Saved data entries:
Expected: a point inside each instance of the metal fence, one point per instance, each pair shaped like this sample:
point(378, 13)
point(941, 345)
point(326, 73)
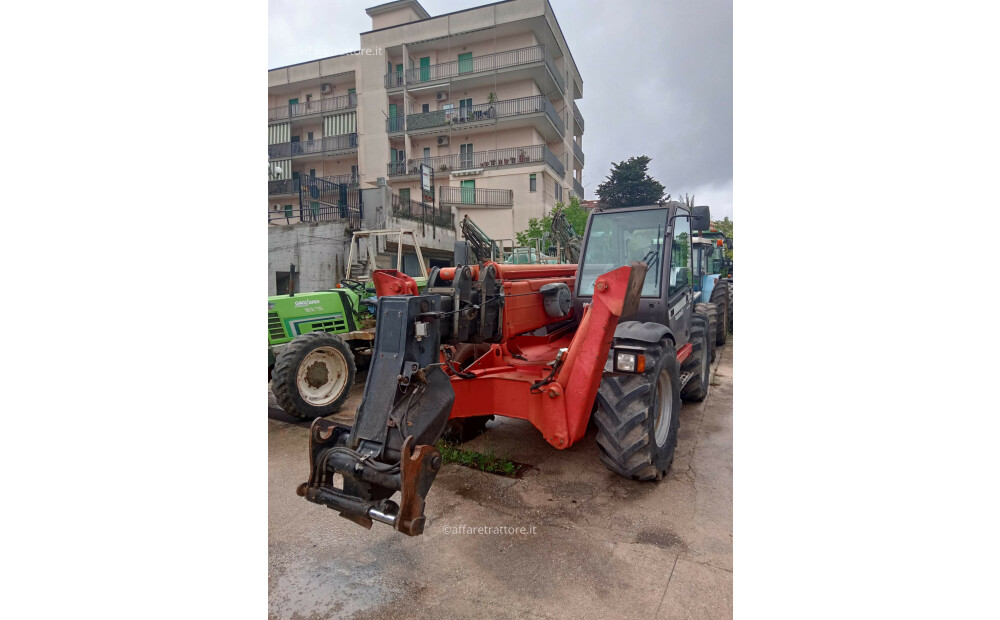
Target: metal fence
point(330, 104)
point(535, 153)
point(428, 214)
point(320, 200)
point(478, 196)
point(477, 64)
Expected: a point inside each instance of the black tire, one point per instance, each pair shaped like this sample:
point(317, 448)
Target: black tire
point(720, 297)
point(325, 383)
point(696, 389)
point(711, 313)
point(633, 444)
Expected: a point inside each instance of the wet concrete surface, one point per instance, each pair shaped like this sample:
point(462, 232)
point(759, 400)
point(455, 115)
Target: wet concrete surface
point(601, 546)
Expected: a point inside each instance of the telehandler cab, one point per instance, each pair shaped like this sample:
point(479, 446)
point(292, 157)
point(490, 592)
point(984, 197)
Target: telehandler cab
point(549, 341)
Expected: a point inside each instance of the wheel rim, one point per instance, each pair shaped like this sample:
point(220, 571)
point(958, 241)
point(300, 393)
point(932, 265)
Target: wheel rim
point(665, 410)
point(322, 376)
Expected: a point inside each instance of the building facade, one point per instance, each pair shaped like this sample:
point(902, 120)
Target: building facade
point(486, 97)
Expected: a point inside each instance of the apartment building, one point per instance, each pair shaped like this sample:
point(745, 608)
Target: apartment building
point(485, 96)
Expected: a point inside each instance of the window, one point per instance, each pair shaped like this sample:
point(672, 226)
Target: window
point(468, 192)
point(466, 155)
point(616, 239)
point(281, 282)
point(680, 252)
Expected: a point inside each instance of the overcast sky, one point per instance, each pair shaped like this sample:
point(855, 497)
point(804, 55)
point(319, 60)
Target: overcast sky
point(657, 79)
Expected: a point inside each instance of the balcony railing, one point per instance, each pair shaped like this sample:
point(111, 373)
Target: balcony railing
point(578, 152)
point(307, 147)
point(394, 123)
point(318, 106)
point(485, 112)
point(476, 196)
point(578, 116)
point(477, 64)
point(429, 214)
point(536, 153)
point(321, 201)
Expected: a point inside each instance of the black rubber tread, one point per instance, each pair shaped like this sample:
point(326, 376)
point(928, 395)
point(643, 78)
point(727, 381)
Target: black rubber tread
point(711, 313)
point(730, 283)
point(283, 377)
point(720, 297)
point(696, 389)
point(625, 416)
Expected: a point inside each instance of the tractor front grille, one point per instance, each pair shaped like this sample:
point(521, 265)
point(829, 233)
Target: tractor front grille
point(333, 325)
point(274, 327)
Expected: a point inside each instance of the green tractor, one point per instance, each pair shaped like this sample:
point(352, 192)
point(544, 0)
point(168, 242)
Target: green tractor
point(317, 341)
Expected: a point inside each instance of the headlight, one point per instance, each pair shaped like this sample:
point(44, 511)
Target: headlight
point(629, 361)
point(625, 362)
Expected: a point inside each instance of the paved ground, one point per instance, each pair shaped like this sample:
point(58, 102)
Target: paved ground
point(602, 546)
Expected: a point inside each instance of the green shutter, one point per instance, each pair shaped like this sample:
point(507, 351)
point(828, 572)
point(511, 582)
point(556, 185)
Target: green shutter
point(465, 63)
point(468, 192)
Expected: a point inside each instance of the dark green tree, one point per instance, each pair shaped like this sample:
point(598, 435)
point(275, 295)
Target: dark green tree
point(538, 228)
point(630, 185)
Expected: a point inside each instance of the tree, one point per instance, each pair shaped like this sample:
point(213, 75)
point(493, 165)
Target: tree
point(538, 228)
point(725, 226)
point(630, 185)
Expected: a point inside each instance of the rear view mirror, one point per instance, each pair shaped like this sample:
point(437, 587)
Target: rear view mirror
point(701, 218)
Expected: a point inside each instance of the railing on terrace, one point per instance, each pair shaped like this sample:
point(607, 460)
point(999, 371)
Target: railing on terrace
point(477, 196)
point(395, 123)
point(477, 64)
point(316, 106)
point(428, 214)
point(321, 201)
point(485, 112)
point(329, 143)
point(535, 153)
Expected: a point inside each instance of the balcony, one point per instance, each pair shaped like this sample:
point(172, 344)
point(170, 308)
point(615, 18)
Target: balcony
point(319, 106)
point(475, 196)
point(394, 124)
point(578, 120)
point(480, 65)
point(498, 158)
point(578, 153)
point(428, 214)
point(326, 146)
point(489, 114)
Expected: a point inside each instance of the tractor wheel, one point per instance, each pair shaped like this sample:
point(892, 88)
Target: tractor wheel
point(638, 415)
point(313, 375)
point(720, 297)
point(696, 389)
point(710, 312)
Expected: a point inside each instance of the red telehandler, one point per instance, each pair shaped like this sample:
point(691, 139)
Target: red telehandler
point(548, 340)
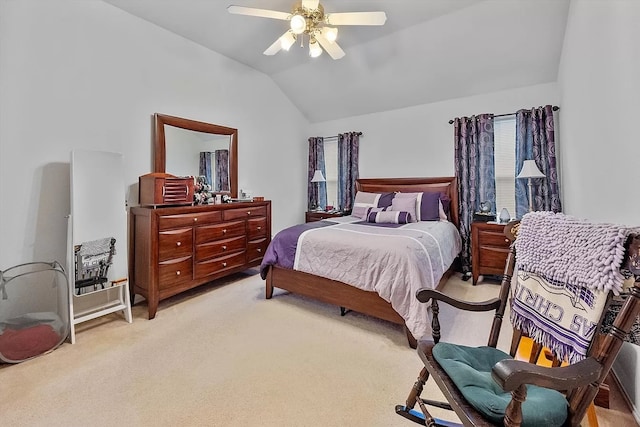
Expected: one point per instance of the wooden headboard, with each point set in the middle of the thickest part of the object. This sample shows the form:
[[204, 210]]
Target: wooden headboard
[[447, 185]]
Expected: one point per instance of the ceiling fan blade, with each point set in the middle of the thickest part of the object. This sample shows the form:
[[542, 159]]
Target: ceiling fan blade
[[262, 13], [274, 48], [310, 4], [332, 48], [356, 18]]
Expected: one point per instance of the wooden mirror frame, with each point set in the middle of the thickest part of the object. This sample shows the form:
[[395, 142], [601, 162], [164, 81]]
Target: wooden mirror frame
[[160, 149]]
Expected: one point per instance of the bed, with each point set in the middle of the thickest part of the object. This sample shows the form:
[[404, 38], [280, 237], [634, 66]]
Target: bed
[[365, 299]]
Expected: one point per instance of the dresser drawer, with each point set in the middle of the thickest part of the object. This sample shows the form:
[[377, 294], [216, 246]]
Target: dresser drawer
[[182, 220], [225, 230], [175, 272], [491, 238], [216, 265], [256, 249], [219, 248], [175, 243], [257, 227], [245, 212]]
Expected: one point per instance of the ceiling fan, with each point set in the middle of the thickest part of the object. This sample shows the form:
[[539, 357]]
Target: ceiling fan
[[307, 18]]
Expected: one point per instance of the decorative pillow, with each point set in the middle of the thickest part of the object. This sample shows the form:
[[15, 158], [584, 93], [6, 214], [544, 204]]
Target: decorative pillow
[[365, 200], [390, 217], [427, 205]]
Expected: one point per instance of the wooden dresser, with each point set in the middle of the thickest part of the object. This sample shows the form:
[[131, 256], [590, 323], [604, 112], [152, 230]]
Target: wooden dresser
[[489, 247], [173, 249]]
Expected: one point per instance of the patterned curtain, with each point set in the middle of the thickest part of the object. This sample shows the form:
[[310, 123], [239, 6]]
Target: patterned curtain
[[475, 170], [205, 166], [317, 191], [535, 141], [222, 170], [348, 173]]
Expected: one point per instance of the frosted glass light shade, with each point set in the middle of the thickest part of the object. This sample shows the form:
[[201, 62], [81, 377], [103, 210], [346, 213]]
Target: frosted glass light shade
[[298, 24], [314, 49], [287, 40], [530, 170], [317, 176]]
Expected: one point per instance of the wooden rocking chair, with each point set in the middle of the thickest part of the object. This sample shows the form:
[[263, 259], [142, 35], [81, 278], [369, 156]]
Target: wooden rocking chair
[[573, 387]]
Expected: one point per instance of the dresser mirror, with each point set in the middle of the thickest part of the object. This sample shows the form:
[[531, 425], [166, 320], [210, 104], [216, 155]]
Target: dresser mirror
[[186, 147]]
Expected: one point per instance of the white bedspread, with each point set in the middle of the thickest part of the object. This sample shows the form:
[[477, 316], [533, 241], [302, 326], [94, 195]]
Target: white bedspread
[[394, 262]]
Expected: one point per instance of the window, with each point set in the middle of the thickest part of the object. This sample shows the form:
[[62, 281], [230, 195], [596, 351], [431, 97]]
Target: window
[[331, 171], [504, 135]]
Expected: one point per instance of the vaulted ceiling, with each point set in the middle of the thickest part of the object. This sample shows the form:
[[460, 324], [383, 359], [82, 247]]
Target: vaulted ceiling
[[427, 51]]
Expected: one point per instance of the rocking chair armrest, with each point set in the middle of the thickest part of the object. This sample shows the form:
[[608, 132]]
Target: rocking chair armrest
[[510, 374], [425, 294]]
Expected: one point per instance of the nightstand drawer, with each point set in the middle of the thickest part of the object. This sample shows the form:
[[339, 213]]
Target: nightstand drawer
[[492, 257]]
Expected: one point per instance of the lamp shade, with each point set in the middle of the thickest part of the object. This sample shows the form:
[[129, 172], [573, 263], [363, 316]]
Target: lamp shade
[[317, 176], [530, 170]]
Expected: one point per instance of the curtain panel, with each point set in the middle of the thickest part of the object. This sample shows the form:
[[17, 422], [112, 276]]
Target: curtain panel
[[475, 171], [535, 140], [348, 171], [205, 166], [316, 191]]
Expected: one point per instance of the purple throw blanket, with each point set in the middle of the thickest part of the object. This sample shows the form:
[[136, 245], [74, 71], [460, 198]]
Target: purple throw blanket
[[282, 249]]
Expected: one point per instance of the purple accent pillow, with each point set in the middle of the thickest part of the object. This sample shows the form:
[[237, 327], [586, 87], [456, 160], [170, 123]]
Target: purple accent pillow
[[389, 217], [374, 211], [365, 200], [427, 205], [385, 200]]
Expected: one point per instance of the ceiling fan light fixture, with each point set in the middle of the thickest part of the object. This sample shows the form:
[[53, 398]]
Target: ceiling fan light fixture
[[287, 40], [314, 49], [330, 33], [298, 24]]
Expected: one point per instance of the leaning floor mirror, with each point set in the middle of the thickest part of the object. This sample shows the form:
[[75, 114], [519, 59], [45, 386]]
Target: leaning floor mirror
[[97, 238]]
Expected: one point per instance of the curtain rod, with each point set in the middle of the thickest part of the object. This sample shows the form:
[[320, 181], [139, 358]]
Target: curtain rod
[[554, 108]]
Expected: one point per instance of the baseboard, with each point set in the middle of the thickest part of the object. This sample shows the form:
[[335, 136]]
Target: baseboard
[[634, 410]]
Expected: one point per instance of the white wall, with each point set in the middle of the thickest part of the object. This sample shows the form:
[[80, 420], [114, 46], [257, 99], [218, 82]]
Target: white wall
[[599, 81], [84, 74], [418, 141]]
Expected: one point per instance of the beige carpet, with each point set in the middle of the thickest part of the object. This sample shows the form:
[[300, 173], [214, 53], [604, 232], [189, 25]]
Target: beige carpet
[[222, 355]]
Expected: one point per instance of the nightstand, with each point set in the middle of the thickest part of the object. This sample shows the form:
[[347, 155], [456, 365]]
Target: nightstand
[[312, 216], [489, 249]]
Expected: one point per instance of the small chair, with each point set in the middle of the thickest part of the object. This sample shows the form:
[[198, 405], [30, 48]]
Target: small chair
[[487, 387]]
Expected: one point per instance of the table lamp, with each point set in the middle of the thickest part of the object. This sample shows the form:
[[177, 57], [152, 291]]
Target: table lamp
[[530, 170], [317, 178]]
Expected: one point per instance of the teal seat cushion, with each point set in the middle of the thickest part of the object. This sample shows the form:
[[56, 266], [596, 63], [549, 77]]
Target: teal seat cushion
[[470, 370]]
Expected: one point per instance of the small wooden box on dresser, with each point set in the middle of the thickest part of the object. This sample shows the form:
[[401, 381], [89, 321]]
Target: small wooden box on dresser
[[489, 249], [177, 248]]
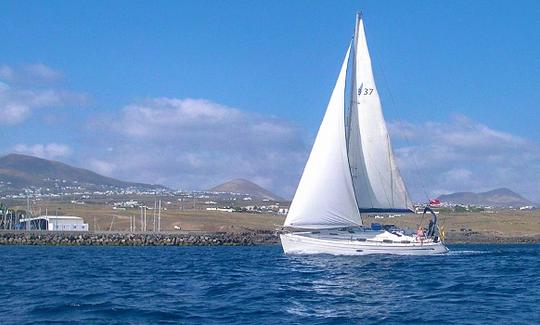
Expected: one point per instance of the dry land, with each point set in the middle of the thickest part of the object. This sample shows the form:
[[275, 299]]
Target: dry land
[[500, 226]]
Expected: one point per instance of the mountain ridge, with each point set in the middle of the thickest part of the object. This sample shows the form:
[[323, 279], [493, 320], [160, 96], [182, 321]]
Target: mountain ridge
[[497, 197], [24, 170], [244, 186]]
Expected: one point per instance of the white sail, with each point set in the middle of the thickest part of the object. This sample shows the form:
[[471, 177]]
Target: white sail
[[377, 182], [325, 196]]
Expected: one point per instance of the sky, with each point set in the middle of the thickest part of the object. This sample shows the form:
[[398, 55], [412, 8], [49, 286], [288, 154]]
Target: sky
[[193, 93]]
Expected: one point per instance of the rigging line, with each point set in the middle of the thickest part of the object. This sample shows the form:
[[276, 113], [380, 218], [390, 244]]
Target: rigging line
[[394, 106]]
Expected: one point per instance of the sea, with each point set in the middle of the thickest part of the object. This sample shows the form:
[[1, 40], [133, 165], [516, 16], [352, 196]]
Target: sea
[[473, 284]]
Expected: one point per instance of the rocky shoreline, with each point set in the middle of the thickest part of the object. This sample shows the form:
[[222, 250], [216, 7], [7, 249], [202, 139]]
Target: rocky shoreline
[[137, 239], [201, 239]]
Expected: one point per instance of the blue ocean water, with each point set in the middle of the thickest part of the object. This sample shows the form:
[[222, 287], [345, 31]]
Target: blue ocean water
[[249, 285]]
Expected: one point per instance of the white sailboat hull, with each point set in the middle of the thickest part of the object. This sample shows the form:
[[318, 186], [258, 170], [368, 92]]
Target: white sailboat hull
[[304, 244]]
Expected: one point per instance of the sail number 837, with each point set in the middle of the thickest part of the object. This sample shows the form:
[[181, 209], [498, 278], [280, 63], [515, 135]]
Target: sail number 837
[[365, 91]]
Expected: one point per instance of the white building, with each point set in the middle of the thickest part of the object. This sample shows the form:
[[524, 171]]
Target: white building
[[55, 223]]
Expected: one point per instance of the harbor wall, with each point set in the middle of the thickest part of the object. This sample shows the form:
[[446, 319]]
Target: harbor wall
[[136, 239]]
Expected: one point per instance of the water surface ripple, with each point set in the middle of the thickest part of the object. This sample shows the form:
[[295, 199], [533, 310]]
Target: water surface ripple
[[247, 285]]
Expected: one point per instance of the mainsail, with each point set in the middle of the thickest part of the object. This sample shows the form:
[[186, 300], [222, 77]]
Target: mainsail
[[377, 181], [351, 168]]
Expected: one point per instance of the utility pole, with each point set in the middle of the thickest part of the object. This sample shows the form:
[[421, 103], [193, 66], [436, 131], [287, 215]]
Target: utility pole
[[154, 217], [159, 217]]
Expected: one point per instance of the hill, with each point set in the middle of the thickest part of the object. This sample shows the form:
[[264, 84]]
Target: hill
[[498, 197], [22, 171], [243, 186]]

### Task statement
Find "Expected: one point per instance of the wooden dresser, with" in the entries above and copy that whole line exactly, then each line after it through the line that contains "[[201, 62], [81, 377], [103, 210], [346, 213]]".

### Expected answer
Expected: one point per instance of the wooden dresser, with each point set in the middle of the thickest part of the object. This sample shows the form:
[[131, 256], [590, 323], [604, 112], [152, 230]]
Target: wooden dresser
[[489, 247], [173, 249]]
Expected: one point per instance of the patterned curtain, with each point set in the middle of the thickest part of the object. This sample shows the form:
[[310, 123], [239, 6]]
Target: patterned curtain
[[475, 170], [205, 166], [317, 191], [535, 141], [222, 170], [348, 173]]
Expected: one point per instance of the frosted glass light shade, with each point set in the middle of the thickest part of the object. This sample shows the form:
[[201, 62], [81, 377], [103, 210], [346, 213]]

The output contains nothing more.